▶ **Extracted records**

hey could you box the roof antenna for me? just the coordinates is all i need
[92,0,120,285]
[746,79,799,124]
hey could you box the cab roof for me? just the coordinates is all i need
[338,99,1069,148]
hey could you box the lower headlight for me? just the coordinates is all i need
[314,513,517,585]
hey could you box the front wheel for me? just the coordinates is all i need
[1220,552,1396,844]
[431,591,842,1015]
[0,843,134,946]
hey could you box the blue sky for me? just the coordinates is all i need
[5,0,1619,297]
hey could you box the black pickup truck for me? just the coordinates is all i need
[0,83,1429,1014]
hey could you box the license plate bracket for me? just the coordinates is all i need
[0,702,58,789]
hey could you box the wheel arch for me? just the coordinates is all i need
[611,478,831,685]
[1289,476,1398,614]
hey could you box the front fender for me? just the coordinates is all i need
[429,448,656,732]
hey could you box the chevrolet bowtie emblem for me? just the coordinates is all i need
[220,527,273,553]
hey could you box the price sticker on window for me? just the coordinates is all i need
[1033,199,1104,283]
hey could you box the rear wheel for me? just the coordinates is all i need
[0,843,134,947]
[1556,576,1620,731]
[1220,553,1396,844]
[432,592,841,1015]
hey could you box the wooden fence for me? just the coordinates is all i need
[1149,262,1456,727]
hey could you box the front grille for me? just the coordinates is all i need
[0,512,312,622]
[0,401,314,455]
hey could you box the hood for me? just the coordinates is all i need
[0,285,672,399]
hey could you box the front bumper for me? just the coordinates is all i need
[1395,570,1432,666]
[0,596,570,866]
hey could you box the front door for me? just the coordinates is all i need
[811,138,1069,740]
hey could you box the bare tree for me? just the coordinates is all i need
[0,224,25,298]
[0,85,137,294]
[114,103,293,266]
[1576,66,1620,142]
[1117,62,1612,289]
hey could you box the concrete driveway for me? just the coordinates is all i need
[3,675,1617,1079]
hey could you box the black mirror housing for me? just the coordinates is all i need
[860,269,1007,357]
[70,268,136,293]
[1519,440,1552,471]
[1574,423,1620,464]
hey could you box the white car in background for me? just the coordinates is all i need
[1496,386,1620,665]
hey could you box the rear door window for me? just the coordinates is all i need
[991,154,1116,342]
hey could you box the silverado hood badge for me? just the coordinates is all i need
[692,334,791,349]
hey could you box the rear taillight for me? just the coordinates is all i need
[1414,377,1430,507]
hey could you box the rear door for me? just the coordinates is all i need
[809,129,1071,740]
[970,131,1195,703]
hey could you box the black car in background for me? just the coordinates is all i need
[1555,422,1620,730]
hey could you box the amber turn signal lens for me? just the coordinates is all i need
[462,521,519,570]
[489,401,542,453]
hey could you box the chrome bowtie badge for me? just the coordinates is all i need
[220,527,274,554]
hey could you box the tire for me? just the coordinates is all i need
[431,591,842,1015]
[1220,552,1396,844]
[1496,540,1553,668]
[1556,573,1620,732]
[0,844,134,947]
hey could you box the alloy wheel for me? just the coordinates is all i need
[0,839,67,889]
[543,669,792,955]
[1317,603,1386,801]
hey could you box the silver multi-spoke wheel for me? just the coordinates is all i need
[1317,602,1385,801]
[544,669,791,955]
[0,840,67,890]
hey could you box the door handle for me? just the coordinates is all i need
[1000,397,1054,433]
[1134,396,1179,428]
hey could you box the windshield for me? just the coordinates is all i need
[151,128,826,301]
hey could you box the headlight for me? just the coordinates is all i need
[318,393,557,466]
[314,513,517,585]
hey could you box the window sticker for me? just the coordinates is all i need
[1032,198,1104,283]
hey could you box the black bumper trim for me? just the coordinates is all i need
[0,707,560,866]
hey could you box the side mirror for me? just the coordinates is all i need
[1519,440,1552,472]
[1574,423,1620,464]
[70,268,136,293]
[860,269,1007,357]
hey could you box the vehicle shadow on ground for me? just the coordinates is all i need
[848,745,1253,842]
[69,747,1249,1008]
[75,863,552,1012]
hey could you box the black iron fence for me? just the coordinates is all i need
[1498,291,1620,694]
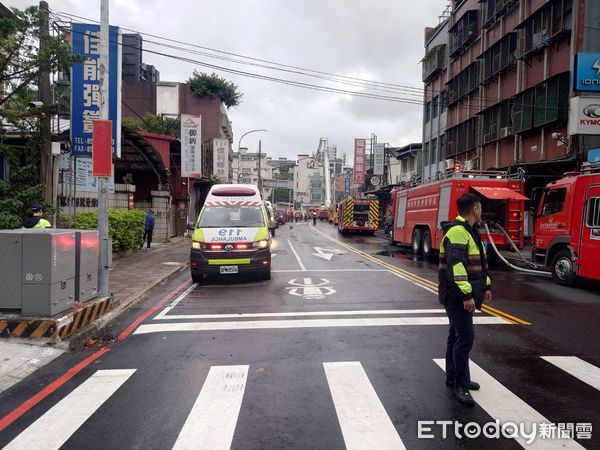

▶ **What you should do**
The images are to be left out; every line above should be set down exactly.

▶ **Task answer**
hey could you box the roof antenna for me? just the coordinates is all i need
[92,0,120,285]
[746,79,799,124]
hey could you box the cab roof for me? just the coordinates is all i need
[338,99,1069,148]
hey could you box the lower headlight for me? just the coordinates is all i need
[314,513,517,585]
hey could you box the front wheel for me? just the coordinates is all i need
[1220,552,1396,844]
[431,591,842,1015]
[0,843,134,946]
hey could you box the blue sky for me? just the coordinates is all i need
[5,0,1619,297]
hey could you box the black pickup truck for me? just the coordinates is all i need
[0,83,1429,1014]
hey could you box the license plate bracket for me? just the coordinates is all i need
[0,702,58,789]
hey could you box the wheel arch for me? just the coordinates is all i need
[611,478,831,685]
[1289,476,1398,614]
hey could you box the front fender for me? just the coordinates is all i need
[429,448,656,732]
hey could you box the chevrolet bowtie emblem for me? just the coordinates is all i need
[220,527,273,553]
hey could you box the price sticker on window for me? just the coordinates is all i need
[1033,199,1104,283]
hey could you box the rear wheel for me? just the coordinates is all i need
[0,843,134,947]
[1556,576,1620,731]
[1220,553,1396,844]
[432,592,841,1015]
hey could you box the wooden fence for me? just the coordinates is all i need
[1149,262,1456,727]
hey could you box the front grille for me? just the coordinates is all i need
[0,512,312,622]
[0,401,314,455]
hey could you box the hood for me? just the coordinates is all i need
[0,285,672,399]
hey could you box the front bumper for me? just the coordinates is all i need
[1395,570,1432,666]
[0,596,570,866]
hey could you box the front door for me? just the coordinates is all i need
[811,138,1069,740]
hey could you box the bare tree for me? just the coordinates is all i need
[0,224,25,298]
[0,85,137,294]
[114,103,293,266]
[1576,66,1620,142]
[1117,62,1612,289]
hey could you box the concrete driveway for me? just the coordinates is all i need
[3,675,1617,1079]
hey could you box the black mirror housing for me? just the coordinates is all i need
[860,269,1007,357]
[70,268,136,293]
[1519,440,1552,471]
[1574,423,1620,464]
hey could you box the white car in background for me? just the coordinates is all i need
[1496,386,1620,665]
hey could you box the rear door window for me? just the coordinates is all i need
[991,154,1116,342]
hey could you box the silverado hood badge for me? just the coordinates is all i need
[692,334,791,349]
hey could you box the rear taillight for me? just the coordinates is all i need
[1414,377,1430,507]
hey could you box the rear door for me? just the coordinates is all i need
[809,129,1071,740]
[970,131,1195,703]
hey could you box the black car in background for me? just the coordinates is all i need
[1555,422,1620,730]
hey could you box the amber turn signal lens for me? just the coordinates is all i need
[462,521,519,570]
[489,401,542,453]
hey could you box the chrome bowtie badge for me? just the coordinates is all i need
[220,527,274,554]
hey could you box the tire for me? just the coordinates is all i need
[431,591,842,1015]
[1220,552,1396,844]
[1496,540,1553,668]
[1556,573,1620,732]
[0,844,134,947]
hey could you box the alloy wheel for me? just the coordinates is all i need
[0,839,67,889]
[543,669,792,955]
[1317,603,1386,801]
hey could you box the silver multi-spoke wheel for me? just the coordinates is all i need
[1317,602,1385,801]
[544,669,791,955]
[0,840,67,890]
hey could you box the door handle for me? just the coordinates is all i need
[1000,397,1054,433]
[1134,396,1179,428]
hey could you box the windshield for me? just the coordinates is all i need
[151,128,826,301]
hey could you box the headlight for me? just the coordinates is all i need
[318,393,557,466]
[314,513,517,585]
hey could you box the window sticker for me? just the coordinates is all i need
[1032,198,1104,283]
hey could you box the black bumper trim for me? just the coordinates is all i need
[0,707,560,866]
hey could you box the side mirror for me? just the coordinates is all i need
[1519,440,1552,472]
[1574,423,1620,464]
[70,268,136,293]
[860,269,1007,357]
hey could you box the vehicle shadow on ground for me? just the coordinates is all i need
[848,745,1253,842]
[69,747,1249,1008]
[75,863,552,1012]
hey could you box the black iron fence for me? just the coordinates is all i need
[1498,291,1620,694]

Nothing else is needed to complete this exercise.